*SELECTED EXCERPT:*
— begin —

Instances were observed where firms' procedures to test and conclude on the valuation of goodwill and other long-lived assets were inadequate. Firms also didn't challenge managements' assertions that asset values weren't impaired, despite evidence of impairment indicators, such as recurring losses and declining revenue prospects. And there were instances where the reasonableness of managements' significant assumptions and underlying data used to assess the recoverability of assets wasn't tested. Other times, issuers calculated impairment charges, but the firms failed to test the rationale for the charges and the analyses that was supporting the assets' values.

Going-Concern Considerations

Some firms failed to identify or evaluate the significance of conditions that indicated that an entity may not have been able to continue as a going concern, such as cumulative losses since inception, accumulated capital deficits, and negative working capital. Other firms identified conditions that could affect the issuer's ability to continue as a going concern, but failed to evaluate management's plans to mitigate the effects of such conditions, or obtain information about the likelihood that such plans could be implemented.

— end —

*DATASET CONTENT:*
— begin —

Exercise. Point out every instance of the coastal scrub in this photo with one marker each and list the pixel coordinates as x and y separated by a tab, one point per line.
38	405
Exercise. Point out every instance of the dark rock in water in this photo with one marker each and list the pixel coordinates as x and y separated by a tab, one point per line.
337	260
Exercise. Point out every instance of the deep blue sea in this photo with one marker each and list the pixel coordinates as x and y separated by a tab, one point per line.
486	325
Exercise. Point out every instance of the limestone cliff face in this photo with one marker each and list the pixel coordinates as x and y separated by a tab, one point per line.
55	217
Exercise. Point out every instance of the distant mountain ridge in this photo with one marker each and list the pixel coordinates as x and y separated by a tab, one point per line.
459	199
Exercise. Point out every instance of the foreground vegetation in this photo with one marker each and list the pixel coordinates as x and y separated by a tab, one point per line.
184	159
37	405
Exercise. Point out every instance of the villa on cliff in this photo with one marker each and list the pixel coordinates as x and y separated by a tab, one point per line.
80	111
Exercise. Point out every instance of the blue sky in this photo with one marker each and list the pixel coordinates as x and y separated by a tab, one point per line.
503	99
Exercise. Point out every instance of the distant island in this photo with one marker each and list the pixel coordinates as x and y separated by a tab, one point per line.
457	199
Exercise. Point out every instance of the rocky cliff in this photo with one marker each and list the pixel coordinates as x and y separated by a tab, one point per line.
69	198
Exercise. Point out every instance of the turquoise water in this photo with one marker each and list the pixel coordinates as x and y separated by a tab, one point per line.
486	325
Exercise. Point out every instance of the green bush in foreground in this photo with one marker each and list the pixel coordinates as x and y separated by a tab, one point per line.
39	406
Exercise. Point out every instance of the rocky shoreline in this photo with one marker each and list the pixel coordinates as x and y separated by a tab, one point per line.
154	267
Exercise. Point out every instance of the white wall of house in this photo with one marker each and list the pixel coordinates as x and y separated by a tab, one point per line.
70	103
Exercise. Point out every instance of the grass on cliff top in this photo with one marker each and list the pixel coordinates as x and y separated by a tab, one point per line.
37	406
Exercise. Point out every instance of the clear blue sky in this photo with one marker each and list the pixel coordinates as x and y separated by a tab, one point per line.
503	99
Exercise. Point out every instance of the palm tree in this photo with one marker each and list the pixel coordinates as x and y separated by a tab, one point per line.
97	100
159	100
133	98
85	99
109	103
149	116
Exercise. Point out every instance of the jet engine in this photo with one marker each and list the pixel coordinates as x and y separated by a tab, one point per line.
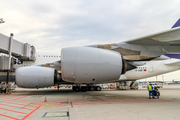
91	65
35	77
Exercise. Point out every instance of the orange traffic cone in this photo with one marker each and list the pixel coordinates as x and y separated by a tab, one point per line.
45	99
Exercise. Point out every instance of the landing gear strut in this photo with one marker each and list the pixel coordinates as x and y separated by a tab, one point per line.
88	87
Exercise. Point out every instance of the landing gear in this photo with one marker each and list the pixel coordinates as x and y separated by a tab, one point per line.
98	88
88	87
76	88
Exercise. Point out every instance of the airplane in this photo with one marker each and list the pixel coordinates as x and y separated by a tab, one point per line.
129	60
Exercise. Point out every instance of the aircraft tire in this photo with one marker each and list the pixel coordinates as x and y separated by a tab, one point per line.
92	88
98	88
83	89
76	89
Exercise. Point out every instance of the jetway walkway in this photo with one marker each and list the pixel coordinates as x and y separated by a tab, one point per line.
22	51
12	47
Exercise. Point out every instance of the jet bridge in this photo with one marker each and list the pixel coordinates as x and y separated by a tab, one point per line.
12	48
20	50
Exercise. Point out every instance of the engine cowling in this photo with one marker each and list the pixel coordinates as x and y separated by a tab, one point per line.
35	77
90	65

— end —

*REQUIREMENT A:*
Answer these questions from the audit excerpt.
(i) Which impairment indicators does it give as examples?
(ii) Which three conditions does it list as signs that an entity may not be able to continue as a going concern?
(iii) After identifying going-concern conditions, what did other firms fail to evaluate?
*REQUIREMENT B:*
Decide whether each statement agrees with the audit excerpt. Answer yes or no, and quote the words that decide it.
(i) Firms consistently challenged management's assertions that asset values were not impaired.
(ii) Negative working capital is named as a condition that can indicate going-concern doubt.
(iii) In some cases, issuers calculated impairment charges, but firms did not test the rationale for them.
*REQUIREMENT C:* Set down the passage of the audit excerpt that begins at the words "Some firms failed" and stops after "could be implemented.".
The records play no part in the work on this page.

*TASK ANSWER A:*
(i) Recurring losses and declining revenue prospects.
(ii) Cumulative losses since inception, accumulated capital deficits, and negative working capital.
(iii) Management's plans to mitigate the effects of such conditions.

*TASK ANSWER B:*
(i) No: "Firms also didn't challenge managements' assertions that asset values weren't impaired"
(ii) Yes: "such as cumulative losses since inception, accumulated capital deficits, and negative working capital"
(iii) Yes: "issuers calculated impairment charges, but the firms failed to test the rationale for the charges"

*TASK ANSWER C:*
Some firms failed to identify or evaluate the significance of conditions that indicated that an entity may not have been able to continue as a going concern, such as cumulative losses since inception, accumulated capital deficits, and negative working capital. Other firms identified conditions that could affect the issuer's ability to continue as a going concern, but failed to evaluate management's plans to mitigate the effects of such conditions, or obtain information about the likelihood that such plans could be implemented.